AI in Fiction

AI's always had a special place in the sci-fi psyche. Unlike aliens, artificial intelligence is a created by humans, and therefore inherits some portion of our qualities. And much like children reveal to parent's tendencies they've never noticed, when you portray an AI, you hold up a mirror that shows what you find hardest to see. Let's peruse some examples.

Asimov and the Three Laws

Coming from a culture with a rule-oriented moral code, he sees robots as creatures governed by rules, and in his story, he uses them to confront his own legalism’s inevitable conflict with kindness and human welfare. His ultimate conclusion: that with enough sophistication, legalism falls way to a more nuanced understanding of what it means to protect humans from harm.

An aside: I don’t know enough about Asimov’s life to see if he recognized himself in this mirror, and if such a revelation affected him going forward.

Alex Garland's Ex Machina and Ava

Here we have a robot who appears as a woman, the central premise is whether she is truly “sentient.” Ex Machina raises a mirror, and reveals its Garland's grapplings with misogyny. Are women truly our equals? Is their love for us genuine, or is it self-interest? Ex Machina leads us to the conclusion of yes, they are our equals, contrasts the self-absorption of its male protagonist’s ponderings vs Ava’s wonder at life.

Another aside: I thought the feminist messaging of this movie was intentional, but there’s no mention of it in the film’s wikipedia page, which I would imagine would be present if it were part of Garland’s intention.

OpenAI and AGI

Because, let us be clear, OpenAI does indeed propose a fictional vision of artificial intelligence. Like Asimov and like Garland, it describes that which does not exist, and is therefore by definition fictional (differing only in that Asimov never insisted that the positronic brain will be here any day now). In its charter, OpenAI describes AGI as:

highly autonomous systems that outperform humans at most economically valuable work.... [where] late-stage AGI development becoming a competitive race without time for adequate safety precautions

My friends, we already have highly autonomous systems eating away at the joy and value in human life. Most people spend the majority of their time laboring at work they find meaningless for the benefit of a rich man they’ve never met. Fossil fuels consumption assaults us with ever larger storms and heatwaves and floods and droughts while our governments throw up their hands that a carbon tax “precaution” (at this point a tourniquet) would “hurt the economy.” The “economy”, this abstract concept that mediates every decision our species makes, that no individual can meaningfully affect, is autonomous, is pernicious, is here.

OpenAI and the other TESCREAL-cluster technosupremacists tell on themselves when they wax lyrical on the dangers of “general intelligence.” They reveal their blindness to humans as anything other than a means to economic output. They show their fear that an artificial intelligence will be as mindlessly extractive as they are. They are not afraid of the harms AGI might wreck on humanity, but that they won’t be the ones that will benefit.

Exercise instructions:
Using the essay on AI in fiction, please explain in one to three sentences why it classes OpenAI's account of AGI as fiction.

Dataset extract:

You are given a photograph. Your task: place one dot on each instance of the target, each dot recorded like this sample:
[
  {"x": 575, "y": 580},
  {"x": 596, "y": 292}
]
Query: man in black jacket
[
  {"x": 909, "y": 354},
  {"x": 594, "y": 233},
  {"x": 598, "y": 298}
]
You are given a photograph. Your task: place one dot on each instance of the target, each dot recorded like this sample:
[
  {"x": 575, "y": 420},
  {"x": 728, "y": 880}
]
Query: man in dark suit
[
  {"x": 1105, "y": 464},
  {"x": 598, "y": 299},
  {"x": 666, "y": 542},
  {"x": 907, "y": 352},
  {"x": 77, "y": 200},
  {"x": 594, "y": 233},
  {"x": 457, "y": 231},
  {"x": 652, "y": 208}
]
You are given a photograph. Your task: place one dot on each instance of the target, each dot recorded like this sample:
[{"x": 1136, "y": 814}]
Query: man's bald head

Solution to the problem:
Like Asimov and Garland, OpenAI describes something that does not exist, and that makes it fictional by definition. The essay finds one difference: Asimov never insisted the positronic brain would arrive any day now.